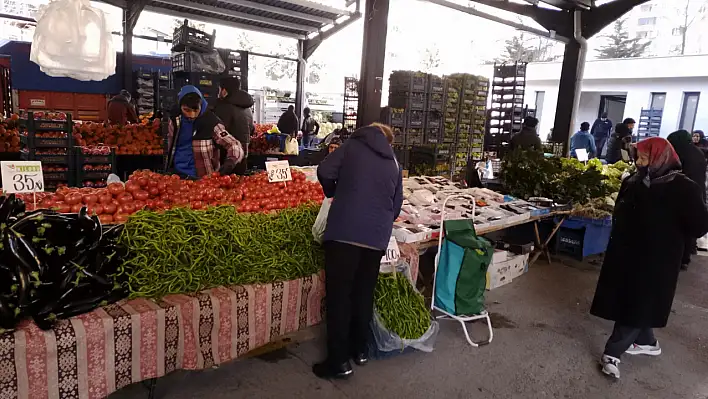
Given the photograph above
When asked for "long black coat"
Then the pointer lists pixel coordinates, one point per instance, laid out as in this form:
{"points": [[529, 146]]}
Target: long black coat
{"points": [[649, 227], [693, 162]]}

■ ■ ■

Goal of the exercise:
All records must be output exactly as they are, except for the pictures, which are left out.

Task response:
Given the photograph above
When asked for "long black coat"
Then the pointer lists pixel coordinates, one point per instance, laid out as in this form:
{"points": [[529, 146]]}
Target: long black coat
{"points": [[649, 227], [693, 162]]}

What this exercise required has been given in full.